— START OF Recorded data —

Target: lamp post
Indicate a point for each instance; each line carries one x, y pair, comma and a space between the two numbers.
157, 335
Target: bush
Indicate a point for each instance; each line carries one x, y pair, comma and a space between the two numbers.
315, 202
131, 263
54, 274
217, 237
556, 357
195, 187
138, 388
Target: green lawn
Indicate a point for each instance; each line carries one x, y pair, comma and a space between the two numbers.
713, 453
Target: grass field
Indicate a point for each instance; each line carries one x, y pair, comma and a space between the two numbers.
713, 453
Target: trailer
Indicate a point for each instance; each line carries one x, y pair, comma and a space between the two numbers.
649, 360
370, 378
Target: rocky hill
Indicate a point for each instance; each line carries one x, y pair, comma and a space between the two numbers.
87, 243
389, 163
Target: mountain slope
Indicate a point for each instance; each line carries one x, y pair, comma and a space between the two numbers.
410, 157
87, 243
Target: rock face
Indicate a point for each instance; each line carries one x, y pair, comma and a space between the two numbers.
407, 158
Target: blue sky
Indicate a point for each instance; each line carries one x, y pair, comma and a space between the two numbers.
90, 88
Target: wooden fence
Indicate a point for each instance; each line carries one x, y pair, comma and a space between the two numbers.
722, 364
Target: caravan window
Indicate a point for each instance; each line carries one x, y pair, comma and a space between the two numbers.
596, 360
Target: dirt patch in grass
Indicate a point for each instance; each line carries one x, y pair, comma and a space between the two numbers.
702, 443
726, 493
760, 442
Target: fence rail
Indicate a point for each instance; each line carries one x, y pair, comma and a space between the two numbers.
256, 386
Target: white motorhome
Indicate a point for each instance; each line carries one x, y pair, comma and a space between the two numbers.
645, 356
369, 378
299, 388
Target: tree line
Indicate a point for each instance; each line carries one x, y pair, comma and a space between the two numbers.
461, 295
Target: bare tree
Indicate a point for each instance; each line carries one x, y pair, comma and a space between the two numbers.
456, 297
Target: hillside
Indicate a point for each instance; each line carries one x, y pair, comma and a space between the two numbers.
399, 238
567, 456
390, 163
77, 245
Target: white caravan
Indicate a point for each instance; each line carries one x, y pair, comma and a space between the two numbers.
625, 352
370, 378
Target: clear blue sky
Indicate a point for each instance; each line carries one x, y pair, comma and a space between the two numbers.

— END OF Recorded data —

(Task goal) Reproduce word for word every line from the one containing "Target: dirt patch in grass" through the last line of the items, both ends included.

(Worked answer)
Target: dirt patch in grass
Indicate a point for each instance; each line carries one x, y pair, comma and a space between the two numbers.
702, 443
726, 493
760, 442
Target: fence rail
Indicate a point for each instance; each line carries one x, y pair, comma and a space between the two numbers.
256, 386
Target: white motorhome
Indicate a point for each instance; each line carries one x, y pair, comma and a space between the two numbers.
645, 356
369, 378
299, 388
Target: tree line
Indicate a point for each instance; each line carries one x, y pair, comma and a space between the two numbers.
461, 295
Target: bare tree
Indicate a point for each instance; each line carries one x, y pair, comma and a space between the two numbers.
456, 297
Target: hillside
Indicate a point for each instance; each line carries one x, y pair, comma and a space between the two numbers.
399, 238
567, 456
390, 163
77, 245
Target: white caravan
Indicate a point for each instance; each line carries one x, y pair, comma and a space between the two numbers.
625, 352
370, 378
Target: clear blue sky
Indicate a point for each instance; each line carries one x, y pair, comma and a space between the two numbers.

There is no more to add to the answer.